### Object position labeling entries
+--
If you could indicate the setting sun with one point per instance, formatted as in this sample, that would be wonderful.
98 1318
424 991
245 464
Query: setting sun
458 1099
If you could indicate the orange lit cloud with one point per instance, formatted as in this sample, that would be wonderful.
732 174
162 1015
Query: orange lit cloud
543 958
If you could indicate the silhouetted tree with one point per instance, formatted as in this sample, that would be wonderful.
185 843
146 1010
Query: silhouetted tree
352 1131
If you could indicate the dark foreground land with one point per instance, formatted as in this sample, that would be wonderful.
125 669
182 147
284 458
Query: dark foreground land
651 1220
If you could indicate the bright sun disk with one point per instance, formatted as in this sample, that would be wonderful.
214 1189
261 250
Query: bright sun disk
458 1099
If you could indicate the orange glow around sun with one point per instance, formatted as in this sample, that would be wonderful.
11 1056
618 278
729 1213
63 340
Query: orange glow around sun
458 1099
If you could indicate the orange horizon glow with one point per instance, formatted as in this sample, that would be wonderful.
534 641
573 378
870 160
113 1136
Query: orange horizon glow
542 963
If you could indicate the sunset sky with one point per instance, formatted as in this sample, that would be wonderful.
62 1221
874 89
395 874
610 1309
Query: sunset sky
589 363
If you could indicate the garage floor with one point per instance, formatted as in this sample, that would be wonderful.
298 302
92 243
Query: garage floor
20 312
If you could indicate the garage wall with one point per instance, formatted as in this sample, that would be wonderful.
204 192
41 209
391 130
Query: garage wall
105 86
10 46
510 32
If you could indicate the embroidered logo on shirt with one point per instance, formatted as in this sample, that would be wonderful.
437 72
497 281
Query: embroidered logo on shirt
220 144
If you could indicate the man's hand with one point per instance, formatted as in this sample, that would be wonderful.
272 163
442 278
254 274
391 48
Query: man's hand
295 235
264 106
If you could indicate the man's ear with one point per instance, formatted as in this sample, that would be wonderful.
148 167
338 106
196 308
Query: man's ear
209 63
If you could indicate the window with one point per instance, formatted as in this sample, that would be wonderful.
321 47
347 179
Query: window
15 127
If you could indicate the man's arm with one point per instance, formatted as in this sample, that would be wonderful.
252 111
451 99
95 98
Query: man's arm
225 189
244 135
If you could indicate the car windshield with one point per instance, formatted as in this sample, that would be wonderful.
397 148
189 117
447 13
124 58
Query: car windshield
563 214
+--
### EXERCISE INSTRUCTIONS
Format all of the material above as a JSON list of strings, one string per line, leaving out any blank lines.

### CORRECT OUTPUT
[
  "If you could indicate the setting sun with one point per instance, formatted as in this sample, that would be wonderful.",
  "98 1318",
  "424 991",
  "245 464",
  "Query: setting sun",
  "458 1099",
  "If you could indicate the orange lit cloud with one point per instance, formatted as in this sample, that would be wonderful.",
  "732 174",
  "162 1015",
  "Query: orange lit cloud",
  "543 958",
  "If you could indicate the silhouetted tree with one point per instance, formatted as in this sample, that would be wonderful.",
  "185 843",
  "146 1010",
  "Query: silhouetted tree",
  "352 1131",
  "If you could indicate the dark foreground land with one point per instance, formatted as in this sample, that would be wonderful.",
  "125 669",
  "182 147",
  "284 458",
  "Query: dark foreground land",
  "651 1220",
  "If you could indicate the bright sun disk with one point per instance, formatted as in this sample, that would be wonderful.",
  "214 1189",
  "261 250",
  "Query: bright sun disk",
  "458 1099",
  "If you could indicate the orange glow around sun with one point per instance, formatted as in this sample, that would be wonderful.",
  "11 1056",
  "618 278",
  "729 1213",
  "63 340",
  "Query: orange glow around sun",
  "458 1099",
  "If you could indicate the orange horizon glow with one point per instance, formatted as in this sample, that would be wonderful.",
  "534 641",
  "573 378",
  "870 160",
  "113 1136",
  "Query: orange horizon glow",
  "542 963",
  "If you could indicate the sunset sky with one point per instance, formatted as in this sample, that would be wonderful.",
  "62 1221",
  "874 89",
  "395 874",
  "610 1309",
  "Query: sunset sky",
  "589 363",
  "If you could indicate the garage floor with one point per instance, formatted as in this sample, that would be wonderful.",
  "298 302",
  "92 243",
  "Query: garage floor",
  "20 312",
  "If you could indicate the garage wall with one point per instance, formatted as in this sample, that would be wonderful.",
  "204 192",
  "41 209",
  "391 130",
  "Query: garage wall",
  "105 86",
  "10 46",
  "510 32",
  "If you could indicate the embroidered logo on shirt with one point per instance, formatted as in this sample, that would be wonderful.",
  "437 72",
  "497 281",
  "Query: embroidered logo on shirt",
  "220 144",
  "If you could indicate the man's hand with one point per instance, formatted as in this sample, that would be wonderful.",
  "272 163",
  "442 278",
  "254 274",
  "391 48",
  "Query: man's hand",
  "295 235",
  "264 106",
  "If you could indicate the man's ear with one point per instance, formatted as in this sample, that would be wonderful.",
  "148 167",
  "338 106",
  "196 308",
  "Query: man's ear",
  "209 63",
  "If you could indicate the window with one point per instance, formatted as in this sample, that would be wonderful.",
  "321 47",
  "347 179",
  "Query: window",
  "15 127",
  "If you could indicate the man's arm with one point per instance, formatted as in this sample, that would be wonderful.",
  "252 111",
  "451 99",
  "95 98",
  "Query: man's arm",
  "225 189",
  "244 135",
  "If you could indicate the car windshield with one point per instance, formatted as in this sample, that would be wonderful.",
  "397 148",
  "189 117",
  "447 13",
  "124 58",
  "Query: car windshield",
  "563 214"
]